(Records from a collection)

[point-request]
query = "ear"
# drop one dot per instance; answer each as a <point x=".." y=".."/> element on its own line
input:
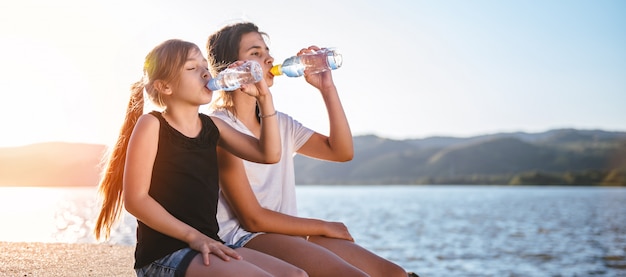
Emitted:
<point x="162" y="87"/>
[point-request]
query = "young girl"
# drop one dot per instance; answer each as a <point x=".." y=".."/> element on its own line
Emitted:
<point x="164" y="165"/>
<point x="257" y="207"/>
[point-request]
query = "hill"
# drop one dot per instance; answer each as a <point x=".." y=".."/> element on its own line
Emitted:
<point x="558" y="157"/>
<point x="564" y="156"/>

WHAT IS BEING ASKED:
Copy every one of the records above line for line, without changing anything. Leave the pictures out of your copy.

PROBLEM SOLUTION:
[point-request]
query = "ear"
# drop one dot per instance; answer each as a <point x=".." y=".."/> element on its own line
input:
Emitted:
<point x="162" y="87"/>
[point-request]
query = "young girl"
# drop one dot per instance; answer each as a <point x=".." y=".."/> element on its own line
Emitted:
<point x="164" y="165"/>
<point x="257" y="207"/>
[point-request]
query = "hill"
# drop one dot per instance; answer each as a <point x=".." y=".."/> element on its own line
Emitted:
<point x="558" y="157"/>
<point x="564" y="156"/>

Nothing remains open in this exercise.